Vorliegender Text
■ ■ ■ ■

An der geistigen Provinzialität der Provinz hat die erzwungene Distanzierung der russischen Regionen von Moskau bislang wenig geändert. Lediglich der steinige Ural entpuppt sich als fruchtbarer Boden für einen kulturellen Aufschwung. Insbesondere drei Schriftsteller – der 38-jährige Alexej Iwanow aus Perm, der 50-jährige Jekaterinburger Igor Sachnowskij und Olga Slawnikowa – sind die Meister aus dem Ural, die keinen Vergleich zu scheuen brauchen. Vielfalt der Genres – Erzählung, historischer Roman, intellektueller Thriller, Fantasy, Gesellschaftsroman –, stilistische Souveränität und sprachlicher Reichtum, vom Lokalkolorit ganz zu schweigen, zeichnen diese Autoren aus. Selbst die Erotik, die in der heutigen Literatur fast nur als abgeschmackter Wiederholungszwang daherkommt, feiert in Sachnowskijs Erzählungsband „Glückliche und Wahnsinnige” (2003) eine unerwartete Wiederkehr.
Die Intensität des raffinierten Sujets, die bestechende Frische und Ungezwungenheit des erotischen Erlebnisses lässt den Leser das Buch geradezu verschlingen. Alexei Iwanows Erotik ist indes ganz anderer Art. In seinem gerade erschienenen Roman mit dem auf Russisch obszön klingenden Titel „Bluda und MUDO” – „Unzucht und Hoden” – schafft dieser vielseitige und produktive Schriftsteller ein soziales Portrait eines Provinzmilieus, das aus der Perspektive des geschiedenen, gegen Alkoholismus „geimpften” und sexbesessenen Künstlers Morschow beschrieben wird. Der Titel nimmt den freizügigen Charakter eines zwanglos aufgebauten, barocken Werks vorweg, in dem die obszöne Sprache als natürliches Element der Kommunikation und des Denkens fungiert. Seine intellektuelle und künstlerische Energie verbraucht Morschow entweder mit Prostituierten oder mit jungen Lehrerinnen, die ihre erotischen Sehnsüchte auf die vor Ort vorhandene männliche Klientel projizieren. Die Lehrer sind im Zentrum für außerschulische Erziehung – MUDO – tätig. Allerdings läuft das Projekt Gefahr, abgewickelt zu werden.

■ ■ ■ ■

Worum es geht
**1.** Nenne alle Genres, die der Text über Literatur aus dem Ural für die Vielfalt dieser Autoren aufzählt.
**2.** Prüfe anhand des Textes über Literatur aus dem Ural, ob die folgenden Aussagen zutreffen: (a) Igor Sachnowskij stammt aus Jekaterinburg. (b) Der Erzählungsband „Glückliche und Wahnsinnige“ ist 2003 erschienen. (c) Der Künstler Morschow ist verheiratet. Beantworte jede mit Ja oder Nein und zitiere die entscheidenden Worte des Textes.
**3.** Schreibe bitte den Abschnitt des Textes über Literatur aus dem Ural wortgetreu ab, von „An der geistigen“ bis einschließlich „eine unerwartete Wiederkehr.“.
Die Datensätze sind eigenständiges Material und gehören nicht zum Text.

Bereitgestellte Daten

■ ■ ■ ■

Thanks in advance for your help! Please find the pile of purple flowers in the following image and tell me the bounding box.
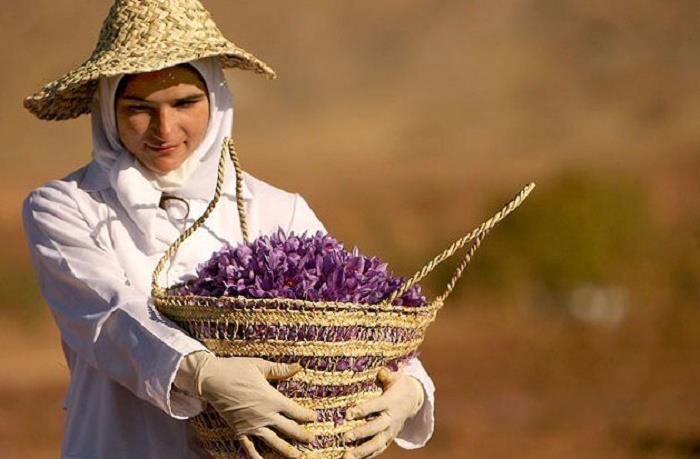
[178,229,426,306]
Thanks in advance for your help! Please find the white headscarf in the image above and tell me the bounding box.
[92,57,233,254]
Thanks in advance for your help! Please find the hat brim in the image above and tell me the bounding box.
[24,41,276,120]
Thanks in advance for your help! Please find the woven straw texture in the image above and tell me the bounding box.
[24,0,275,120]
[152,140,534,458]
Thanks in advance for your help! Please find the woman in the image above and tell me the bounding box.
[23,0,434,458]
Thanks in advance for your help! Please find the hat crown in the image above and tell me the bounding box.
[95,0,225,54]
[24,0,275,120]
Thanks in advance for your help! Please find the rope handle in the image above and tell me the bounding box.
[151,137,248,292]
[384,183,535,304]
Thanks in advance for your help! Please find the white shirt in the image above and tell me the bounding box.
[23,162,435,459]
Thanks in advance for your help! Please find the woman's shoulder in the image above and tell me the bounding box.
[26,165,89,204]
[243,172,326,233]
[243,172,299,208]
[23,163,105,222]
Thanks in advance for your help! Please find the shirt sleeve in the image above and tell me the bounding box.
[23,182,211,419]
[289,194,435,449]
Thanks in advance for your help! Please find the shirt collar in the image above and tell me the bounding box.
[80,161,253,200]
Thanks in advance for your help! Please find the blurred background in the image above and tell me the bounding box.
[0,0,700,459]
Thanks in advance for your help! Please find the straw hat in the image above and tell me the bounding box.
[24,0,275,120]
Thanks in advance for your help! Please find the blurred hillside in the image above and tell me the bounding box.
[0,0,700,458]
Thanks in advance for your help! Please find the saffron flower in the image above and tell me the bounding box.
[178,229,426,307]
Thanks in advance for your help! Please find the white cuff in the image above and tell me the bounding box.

■ ■ ■ ■

Die Lösungen
**1.** Erzählung, historischer Roman, intellektueller Thriller, Fantasy, Gesellschaftsroman

**2.**
(a) Ja: »der 50-jährige Jekaterinburger Igor Sachnowskij«
(b) Ja: »„Glückliche und Wahnsinnige” (2003)«
(c) Nein: »aus der Perspektive des geschiedenen«

**3.**
An der geistigen Provinzialität der Provinz hat die erzwungene Distanzierung der russischen Regionen von Moskau bislang wenig geändert. Lediglich der steinige Ural entpuppt sich als fruchtbarer Boden für einen kulturellen Aufschwung. Insbesondere drei Schriftsteller – der 38-jährige Alexej Iwanow aus Perm, der 50-jährige Jekaterinburger Igor Sachnowskij und Olga Slawnikowa – sind die Meister aus dem Ural, die keinen Vergleich zu scheuen brauchen. Vielfalt der Genres – Erzählung, historischer Roman, intellektueller Thriller, Fantasy, Gesellschaftsroman –, stilistische Souveränität und sprachlicher Reichtum, vom Lokalkolorit ganz zu schweigen, zeichnen diese Autoren aus. Selbst die Erotik, die in der heutigen Literatur fast nur als abgeschmackter Wiederholungszwang daherkommt, feiert in Sachnowskijs Erzählungsband „Glückliche und Wahnsinnige” (2003) eine unerwartete Wiederkehr.